■ Material:
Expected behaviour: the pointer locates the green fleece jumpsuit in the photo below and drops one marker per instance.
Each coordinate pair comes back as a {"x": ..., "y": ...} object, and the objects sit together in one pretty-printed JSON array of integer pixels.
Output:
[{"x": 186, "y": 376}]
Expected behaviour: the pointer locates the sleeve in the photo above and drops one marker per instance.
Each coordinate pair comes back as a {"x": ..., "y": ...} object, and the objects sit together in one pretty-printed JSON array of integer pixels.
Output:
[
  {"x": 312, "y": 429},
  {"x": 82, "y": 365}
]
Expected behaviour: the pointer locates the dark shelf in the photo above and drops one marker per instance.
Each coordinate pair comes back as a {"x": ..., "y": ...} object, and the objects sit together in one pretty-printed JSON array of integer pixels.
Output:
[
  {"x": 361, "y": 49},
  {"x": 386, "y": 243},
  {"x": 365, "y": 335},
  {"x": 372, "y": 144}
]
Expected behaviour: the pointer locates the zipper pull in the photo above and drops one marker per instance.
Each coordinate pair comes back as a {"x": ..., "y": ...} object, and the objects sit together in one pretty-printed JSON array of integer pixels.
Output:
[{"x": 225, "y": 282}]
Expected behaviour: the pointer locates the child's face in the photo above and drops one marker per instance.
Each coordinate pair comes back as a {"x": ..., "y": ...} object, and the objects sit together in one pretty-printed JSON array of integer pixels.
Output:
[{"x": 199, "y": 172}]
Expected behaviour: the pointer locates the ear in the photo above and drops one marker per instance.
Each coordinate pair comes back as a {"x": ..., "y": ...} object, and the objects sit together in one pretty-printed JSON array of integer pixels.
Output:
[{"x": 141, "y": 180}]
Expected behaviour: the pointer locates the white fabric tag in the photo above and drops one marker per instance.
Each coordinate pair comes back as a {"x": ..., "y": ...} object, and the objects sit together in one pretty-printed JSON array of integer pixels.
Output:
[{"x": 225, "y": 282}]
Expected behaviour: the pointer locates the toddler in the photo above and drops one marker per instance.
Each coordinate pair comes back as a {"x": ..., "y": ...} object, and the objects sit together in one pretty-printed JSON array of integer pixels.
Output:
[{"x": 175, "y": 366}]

■ Request:
Copy the lines word for word, starting with the one that contains "Expected behaviour: the pointer locates the zipper" and continuing through the final line.

■ Result for this exercise:
Expected behaviour: the pointer locates the zipper pull in the photo above and drops one marker per instance.
Each coordinate pair comes back as a {"x": ..., "y": ...} object, and the objects sit together in one pretty-printed JSON array of integer pixels.
Output:
[{"x": 225, "y": 282}]
Expected behaviour: the pointer locates the child's face in the photo above and drops one marker per instance.
Each coordinate pair comes back as a {"x": ..., "y": ...} object, and the objects sit together in one pretty-printed JSON array of integer pixels.
Output:
[{"x": 199, "y": 172}]
Expected behaviour: the pointer locates the ear in the photo above and drops one marker per instance.
Each coordinate pair comes back as a {"x": ..., "y": ...} object, and the objects sit together in one pretty-printed JSON array of integer pixels.
Output:
[{"x": 141, "y": 180}]
Expected behaviour: the pointer locates the white fabric tag in the photo above and drops one marker per instance.
Each coordinate pair comes back as a {"x": ..., "y": ...} object, and the objects sit together in one pretty-printed JSON array of integer pixels.
Output:
[{"x": 225, "y": 282}]
Expected behaviour: the pointer locates the toddler in the photo above and drops one marker per instance.
Each coordinate pair comes back as a {"x": ..., "y": ...} object, and the objects sit together in one pretty-printed JSON array of integer pixels.
Output:
[{"x": 175, "y": 366}]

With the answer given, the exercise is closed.